* Documento de origem
↓↓↓

Em "Órfãos do Eldorado", Milton Hatoum se afasta da tradição novelesca européia e despreza a abordagem regionalista

LUIZ COSTA LIMA
COLUNISTA DA FOLHA

Por sua configuração mais curta, a novela exige um relato sintético. Como, entretanto, fazer com que o menor espaço narrativo não prejudique a complexidade do relato? Nenhuma resposta abstrata é cabível. Só podemos apontar para casos modelares. Por exemplo, para o "Órfãos do Eldorado", o novo livro de Milton Hatoum.
Para o leitor que conheça seus três romances anteriores e que ainda não haja lido a recente novela essa poderia parecer a retomada de uma temática de perda e dissipação, tendo como espaço Manaus e o Amazonas.
A impressão estará correta desde que o leitor não confunda retomada com repetição. É a síntese própria da novela que impõe a diferença. A diferença será melhor compreendida se antes formularmos o horizonte que envolve essa novela e as obras anteriores.
Em comum, Hatoum despreza a abordagem de tanto prestígio entre nós, fixada entre as décadas finais do século 19 e as primeiras do 20: a abordagem regionalista -uma espécie de realismo de costumes. Despreza-o para que estabeleça uma outra deriva entre a narrativa mítica e a novelesca (abrangendo romance e novela), distinta daquela que se disseminaria a partir da Europa sobretudo do século 18.

Metamorfoses do mito
A tradição novelesca então constituída tivera como matéria-prima situações do cotidiano, que se impunham sobre o fantástico e o maravilhoso derivados dos mitos antigos. O regionalismo era uma deriva daquela tradição novelesca por diferençar o cotidiano de uma certa área geográfico-cultural.
É bem outro o caminho assumido por Hatoum. Ele se dá de maneira comparável ao que se cumpriu tanto no chamado "realismo mágico" latino-americano como no relato curto faulkneriano. Daquele se diferencia por ser antes surpreendente do que mágico, deste por não recorrer a situações escabrosas ou espantosas.
Tais diferenças, contudo, não impedem que os vejamos como integrantes de uma família da qual estão excluídos, por exemplo, Balzac e Flaubert e que exprimem outro modo de transformação da massa mítica.
No caso específico da novela de Hatoum, as metamorfoses do mito se cumprem pelas alterações pelas quais passa a lenda do Eldorado. Miticamente, o Eldorado de que a novela de Hatoum se afasta se confunde com uma cidade submersa e encantada.
Ele deixa de tematizá-la para que identifique o Eldorado com um naufrágio. É certo que, nos dois casos, o Eldorado é o invisível, o que está fora do alcance do olhar cotidiano. Mas essa comunidade de sentido importa apenas para que se confirme o afastamento quanto à tradição novelesca européia.

↑↑↑

* Tarefa obrigatória 1
Responda com base na resenha sobre "Órfãos do Eldorado":
(a) Que abordagem, fixada entre as décadas finais do século 19 e as primeiras do 20, Hatoum despreza?
(b) Com o que Hatoum identifica o Eldorado?
(c) Que dois autores são citados como excluídos da família a que pertencem Hatoum, o "realismo mágico" e o relato curto faulkneriano?
* Tarefa obrigatória 2
Troque "Hatoum" por "Milton Hatoum" no trecho da resenha que vai de "Em comum, Hatoum" até "do século 18.", inclusive, e apresente o trecho alterado.
* Tarefa obrigatória 3
Diga se cada afirmação concorda com a resenha sobre "Órfãos do Eldorado", citando as palavras que decidem:
(a) A novela, por ser mais curta, exige um relato sintético.
(b) Hatoum, como o relato curto faulkneriano, recorre a situações escabrosas ou espantosas.
(c) No mito, o Eldorado se confunde com uma cidade submersa e encantada.
As linhas a seguir provêm de outra fonte.

(Itens de anotação de regiões)
↓↓↓

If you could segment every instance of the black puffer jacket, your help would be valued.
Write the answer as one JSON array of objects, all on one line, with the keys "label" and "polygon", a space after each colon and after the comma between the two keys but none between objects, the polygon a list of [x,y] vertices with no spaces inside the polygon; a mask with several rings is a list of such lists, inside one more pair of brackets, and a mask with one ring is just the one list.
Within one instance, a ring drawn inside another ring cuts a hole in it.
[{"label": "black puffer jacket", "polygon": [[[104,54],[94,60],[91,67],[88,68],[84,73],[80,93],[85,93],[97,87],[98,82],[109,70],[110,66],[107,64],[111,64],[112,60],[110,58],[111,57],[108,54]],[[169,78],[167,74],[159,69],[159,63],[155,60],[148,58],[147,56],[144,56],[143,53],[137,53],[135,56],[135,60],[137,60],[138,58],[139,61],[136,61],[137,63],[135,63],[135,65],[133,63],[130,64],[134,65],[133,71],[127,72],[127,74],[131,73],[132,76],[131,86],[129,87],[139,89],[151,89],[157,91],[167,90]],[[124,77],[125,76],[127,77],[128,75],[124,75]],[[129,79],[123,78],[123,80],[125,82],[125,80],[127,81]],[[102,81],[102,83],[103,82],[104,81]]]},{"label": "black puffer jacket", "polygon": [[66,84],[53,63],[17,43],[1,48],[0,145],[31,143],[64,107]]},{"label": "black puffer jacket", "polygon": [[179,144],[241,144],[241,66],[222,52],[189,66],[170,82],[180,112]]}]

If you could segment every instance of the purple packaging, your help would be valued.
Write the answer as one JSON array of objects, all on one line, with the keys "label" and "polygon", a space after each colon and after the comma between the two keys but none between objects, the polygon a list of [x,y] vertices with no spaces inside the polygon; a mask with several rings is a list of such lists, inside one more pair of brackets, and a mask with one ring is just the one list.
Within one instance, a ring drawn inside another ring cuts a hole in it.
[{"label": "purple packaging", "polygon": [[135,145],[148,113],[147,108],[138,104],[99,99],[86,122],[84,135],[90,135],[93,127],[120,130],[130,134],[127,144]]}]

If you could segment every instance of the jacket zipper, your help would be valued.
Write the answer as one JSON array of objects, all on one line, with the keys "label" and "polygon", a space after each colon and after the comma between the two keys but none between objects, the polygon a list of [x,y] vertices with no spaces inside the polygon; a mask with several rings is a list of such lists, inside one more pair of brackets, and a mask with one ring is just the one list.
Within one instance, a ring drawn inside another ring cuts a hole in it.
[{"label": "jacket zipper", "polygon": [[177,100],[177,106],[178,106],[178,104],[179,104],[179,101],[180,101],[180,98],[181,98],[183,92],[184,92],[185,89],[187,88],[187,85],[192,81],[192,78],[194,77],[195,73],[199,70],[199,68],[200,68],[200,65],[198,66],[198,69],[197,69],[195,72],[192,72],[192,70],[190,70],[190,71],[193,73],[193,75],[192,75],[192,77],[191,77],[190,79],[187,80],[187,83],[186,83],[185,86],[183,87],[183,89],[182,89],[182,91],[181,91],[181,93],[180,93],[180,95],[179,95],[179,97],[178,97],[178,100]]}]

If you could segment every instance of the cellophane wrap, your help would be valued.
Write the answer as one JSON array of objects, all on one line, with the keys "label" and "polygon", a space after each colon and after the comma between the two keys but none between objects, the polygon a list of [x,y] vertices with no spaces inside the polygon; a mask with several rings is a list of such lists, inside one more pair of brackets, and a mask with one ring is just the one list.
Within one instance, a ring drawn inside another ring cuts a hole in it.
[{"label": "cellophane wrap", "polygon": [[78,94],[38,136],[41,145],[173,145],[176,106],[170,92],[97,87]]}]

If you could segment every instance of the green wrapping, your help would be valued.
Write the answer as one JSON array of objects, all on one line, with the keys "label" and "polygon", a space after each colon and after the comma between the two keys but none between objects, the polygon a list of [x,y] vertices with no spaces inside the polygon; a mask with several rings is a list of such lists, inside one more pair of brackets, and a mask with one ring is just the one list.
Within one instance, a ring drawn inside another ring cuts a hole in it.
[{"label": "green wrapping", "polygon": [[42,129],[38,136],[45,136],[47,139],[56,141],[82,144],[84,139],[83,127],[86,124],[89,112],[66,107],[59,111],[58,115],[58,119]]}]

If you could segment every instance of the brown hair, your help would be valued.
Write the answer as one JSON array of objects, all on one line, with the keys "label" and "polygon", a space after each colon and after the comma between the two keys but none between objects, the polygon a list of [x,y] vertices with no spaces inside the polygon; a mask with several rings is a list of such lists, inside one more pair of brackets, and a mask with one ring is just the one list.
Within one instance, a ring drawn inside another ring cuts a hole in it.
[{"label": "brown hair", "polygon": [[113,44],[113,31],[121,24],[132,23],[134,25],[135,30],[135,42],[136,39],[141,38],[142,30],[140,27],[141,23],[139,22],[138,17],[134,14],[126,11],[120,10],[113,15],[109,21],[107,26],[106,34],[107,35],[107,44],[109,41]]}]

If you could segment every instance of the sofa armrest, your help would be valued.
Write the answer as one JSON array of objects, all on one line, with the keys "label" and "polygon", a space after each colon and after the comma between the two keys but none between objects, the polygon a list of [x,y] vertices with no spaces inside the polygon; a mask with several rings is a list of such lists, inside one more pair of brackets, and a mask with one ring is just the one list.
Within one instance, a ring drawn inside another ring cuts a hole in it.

↑↑↑

* Resposta final 1
(a) A abordagem regionalista.
(b) Com um naufrágio.
(c) Balzac e Flaubert.

* Resposta final 2
Em comum, Milton Hatoum despreza a abordagem de tanto prestígio entre nós, fixada entre as décadas finais do século 19 e as primeiras do 20: a abordagem regionalista -uma espécie de realismo de costumes. Despreza-o para que estabeleça uma outra deriva entre a narrativa mítica e a novelesca (abrangendo romance e novela), distinta daquela que se disseminaria a partir da Europa sobretudo do século 18.

* Resposta final 3
(a) Sim: "Por sua configuração mais curta, a novela exige um relato sintético."
(b) Não: "deste por não recorrer a situações escabrosas ou espantosas."
(c) Sim: "Miticamente, o Eldorado de que a novela de Hatoum se afasta se confunde com uma cidade submersa e encantada."